Exercise requirements: Leaving out all pictures, return the records word for word.
Provided entries Block Start
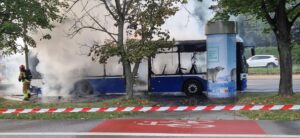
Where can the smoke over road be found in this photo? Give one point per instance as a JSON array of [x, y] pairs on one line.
[[63, 61]]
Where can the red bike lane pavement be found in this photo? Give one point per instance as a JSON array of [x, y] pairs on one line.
[[178, 126]]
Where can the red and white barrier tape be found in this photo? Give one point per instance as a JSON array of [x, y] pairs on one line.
[[156, 109]]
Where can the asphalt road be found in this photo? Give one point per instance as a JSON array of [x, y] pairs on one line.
[[268, 85]]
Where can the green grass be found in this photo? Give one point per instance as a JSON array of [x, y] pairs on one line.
[[270, 71], [5, 104], [269, 98]]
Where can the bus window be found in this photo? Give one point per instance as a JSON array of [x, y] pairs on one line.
[[165, 63], [193, 63]]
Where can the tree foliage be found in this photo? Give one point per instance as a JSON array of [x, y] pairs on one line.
[[18, 17]]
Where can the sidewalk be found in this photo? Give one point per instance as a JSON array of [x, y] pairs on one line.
[[269, 77]]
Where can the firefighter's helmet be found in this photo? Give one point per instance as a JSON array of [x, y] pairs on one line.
[[22, 67]]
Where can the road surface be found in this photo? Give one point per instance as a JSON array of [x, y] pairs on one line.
[[268, 85], [150, 128]]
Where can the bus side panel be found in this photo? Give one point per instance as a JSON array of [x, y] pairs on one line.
[[166, 83], [173, 83], [200, 79], [108, 85]]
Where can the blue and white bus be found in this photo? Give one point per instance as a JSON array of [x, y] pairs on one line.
[[181, 68]]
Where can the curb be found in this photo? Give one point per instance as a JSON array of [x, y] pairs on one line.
[[155, 109]]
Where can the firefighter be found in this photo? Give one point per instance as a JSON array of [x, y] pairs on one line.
[[24, 78]]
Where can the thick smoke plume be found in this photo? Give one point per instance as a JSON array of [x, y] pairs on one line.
[[63, 61]]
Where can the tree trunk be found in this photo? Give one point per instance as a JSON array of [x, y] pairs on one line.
[[283, 36], [286, 75], [126, 64]]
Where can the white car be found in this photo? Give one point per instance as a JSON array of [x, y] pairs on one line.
[[268, 61]]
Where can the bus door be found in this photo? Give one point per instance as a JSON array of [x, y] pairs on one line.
[[164, 73]]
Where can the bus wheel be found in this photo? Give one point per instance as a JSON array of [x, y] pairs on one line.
[[192, 87]]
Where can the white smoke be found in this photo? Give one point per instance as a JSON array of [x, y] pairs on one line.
[[63, 61], [189, 22]]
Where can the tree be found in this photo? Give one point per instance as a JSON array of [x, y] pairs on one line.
[[18, 17], [280, 15], [140, 18]]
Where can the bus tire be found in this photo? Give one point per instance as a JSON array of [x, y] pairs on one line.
[[192, 88]]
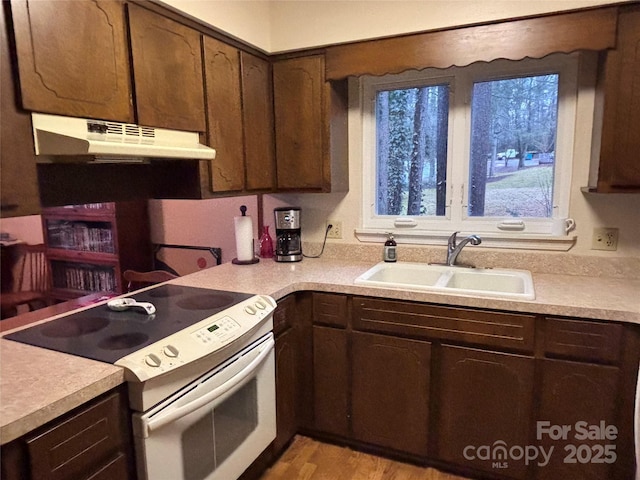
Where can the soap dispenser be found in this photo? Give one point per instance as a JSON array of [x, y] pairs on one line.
[[390, 249]]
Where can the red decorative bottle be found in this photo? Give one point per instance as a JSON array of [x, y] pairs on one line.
[[266, 243]]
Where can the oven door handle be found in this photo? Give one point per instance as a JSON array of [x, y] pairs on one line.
[[234, 382]]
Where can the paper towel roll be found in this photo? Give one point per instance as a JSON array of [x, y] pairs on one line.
[[244, 238]]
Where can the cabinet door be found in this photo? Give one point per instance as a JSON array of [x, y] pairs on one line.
[[71, 70], [19, 180], [619, 166], [287, 362], [167, 71], [298, 97], [330, 380], [576, 392], [390, 396], [482, 398], [257, 115], [224, 113]]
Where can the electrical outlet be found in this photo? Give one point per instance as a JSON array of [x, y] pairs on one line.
[[336, 229], [604, 239]]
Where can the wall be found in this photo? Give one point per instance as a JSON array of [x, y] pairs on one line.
[[276, 26], [202, 223], [28, 229], [589, 211]]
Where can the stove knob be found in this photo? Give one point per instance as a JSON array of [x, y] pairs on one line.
[[170, 351], [152, 360]]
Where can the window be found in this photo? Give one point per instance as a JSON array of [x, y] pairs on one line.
[[485, 148]]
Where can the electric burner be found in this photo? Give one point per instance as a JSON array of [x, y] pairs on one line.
[[105, 335]]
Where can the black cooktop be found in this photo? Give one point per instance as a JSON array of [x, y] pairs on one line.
[[102, 334]]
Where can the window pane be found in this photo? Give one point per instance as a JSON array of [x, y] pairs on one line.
[[513, 137], [411, 135]]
Provided entries Block End
Expected answer:
Where can the smoke over road be found in this photo? Give one point per instance as a JSON array of [x, y] pairs on one line.
[[63, 61]]
Where can the red bike lane pavement be found in this photo? Give one point per instance as a JSON array of [x, y] pairs on one line.
[[178, 126]]
Where can the red and white barrier tape be found in this photo? Give one point per instance as a JSON array of [x, y] pairs on one line.
[[156, 109]]
Where can the asphalt road be found in this photo? Give one point per instance as a JSON array of [x, y] pairs on one line.
[[268, 85]]
Where can the green grass be found in this photo? Give one point per instance as a JSON array of [x, y] pairs on one line.
[[270, 71], [5, 104], [269, 98]]
Where can the bus window be found in this photo? Give one point per instance as a JSON array of [x, y] pairs on one line.
[[165, 63], [193, 63]]
Where can the tree foliage be found in this photo? Give one point per instance as a JSON array of [x, y] pairs on one line.
[[18, 17]]
Where can the sidewalk be found in this photo? Give one point per instance as a JSON array of [x, y] pairs on one line.
[[269, 77]]
Where can the firefighter's helmet be found in this photo? Give one point per instance as a JSON array of [x, y] pairs on one line.
[[22, 67]]
Where can the road surface be found in this photo? Give one point per instance as a JSON array of [x, y] pairs on one line.
[[268, 85], [150, 128]]
Where can the bus side panel be found in this photo? Give one point per instance as a JSON array of [x, y] pairs on one line.
[[166, 83], [173, 83], [200, 79], [108, 85]]
Where can the blue and white bus be found in this photo? Give one point per instance as a JSON array of [x, y] pairs on one line.
[[181, 68]]
Where can the curb be found in this photo? Give one point per instance as a JSON array of [x, y] pairs on one line.
[[155, 109]]
Where can the firefighter be found in this photo? Give one point per instance as a JSON array of [x, y] pairs on one line.
[[24, 78]]
Where can the thick smoke plume be found in this photo? Give one point per instance as a JSON array of [x, y] pairs on one line.
[[63, 61]]
Where can the tree trunk be found in this photo? Give one point per instance as a JSON array of [x, y] pairs on one line.
[[283, 36], [286, 75], [126, 64]]
Where can the white car be found in this photo? Give one point per instance as a JSON array of [x, y] pairs on one line.
[[268, 61]]
Where can the bus door be found in this photo? Give one point per instance as a JSON array of [x, y] pairs on one line.
[[164, 73]]
Where can the bus wheel be found in this photo? Give one point per instance as a JSON array of [x, y] pairs on one line.
[[192, 87]]
Where can the white smoke be found in this photo? Give one point per instance as a JSON array of [x, y] pairs on one line.
[[63, 61], [189, 22]]
Where can the tree be found in this photo? Give one point per instance as a JSON array of [x, y] pairs on one line.
[[18, 17], [280, 15], [140, 18]]
Where can the bus tire be found in this photo? Give one point per instance as a JSON array of [x, y] pairs on one line.
[[192, 88]]
Where can the soap dispenser be found in this photo? Give one point per instance as a JSON array of [x, y] pairs on one line.
[[390, 249]]
Where can the red decorative bottle be found in this photo? Give one point per instance as a JSON array of [x, y] pairs on one line.
[[266, 243]]
Where can the oven door handle be found in this photo? Give one point per instance as a JSON array of [x, y] pairs on one line.
[[234, 382]]
Where can the paper towel roll be found in this photo? Give one point per instance as a JSON array of [x, y] pairs on one line.
[[244, 238]]
Where can the cabinet door be found in this photo? Give one point per instance as a JSON array of [x, y] pairs on one line.
[[71, 70], [19, 180], [619, 166], [287, 362], [167, 71], [298, 97], [330, 380], [576, 392], [390, 396], [482, 398], [257, 115], [224, 113]]
Where can the electrical outlet be found in this photo? Give one point per instance as a JSON array of [x, y] pairs on one line.
[[336, 229], [604, 239]]
Where can the wall be found in this photo? Give one point per instance as a JSON array of [x, y] pairs on one line.
[[276, 26], [202, 223], [28, 229], [589, 211]]
Where can the stove knob be found in this photo? Give one point per instance as a JSON array of [x, y] pairs on one line.
[[170, 351], [152, 360]]
Where can the window be found in this photo? Give one point per instance as a JSON array of [x, y] pairs on one line.
[[485, 148]]
Where can the electric burner be found in this photo? Give one point per instance as a JSON array of [x, y] pairs on one line.
[[105, 335]]
Where can the black cooktop be found in this photo? Give one point per instance as a JSON array of [x, y] pairs on one line.
[[102, 334]]
Where can the window pane be found in this photo? Give one point per instance as a JSON array of [x, y] pairs on one line.
[[513, 137], [411, 135]]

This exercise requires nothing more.